● **Exercise requirements**:
A verbatim transcript of the data that follows, free of images, is the expected result.

● **Data for processing**:
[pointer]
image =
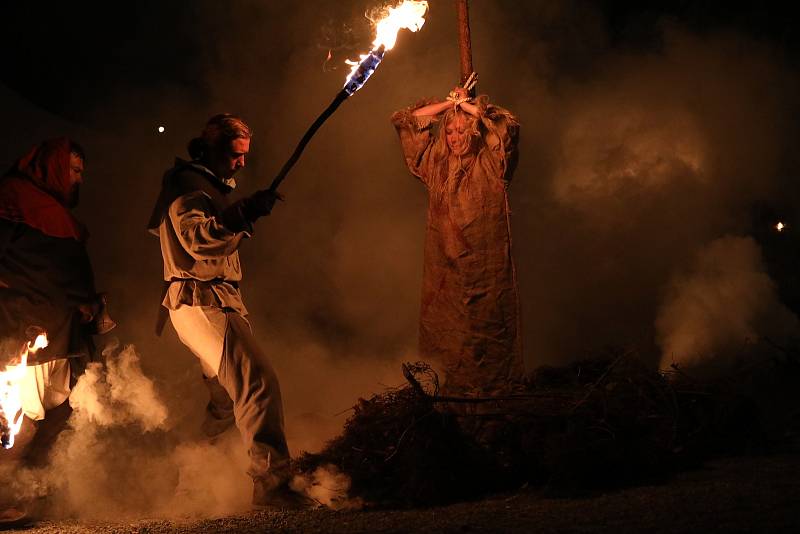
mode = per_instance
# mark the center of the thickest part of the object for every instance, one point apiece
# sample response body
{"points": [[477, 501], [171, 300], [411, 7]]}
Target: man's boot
{"points": [[219, 411], [271, 479]]}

● **Response to this exercise**:
[pointer]
image =
mode = per_instance
# mark the center of the thickest part of the object for every instance, one point apiece
# sample response body
{"points": [[477, 501], [171, 300], [411, 7]]}
Target: man's boot
{"points": [[219, 411], [271, 479]]}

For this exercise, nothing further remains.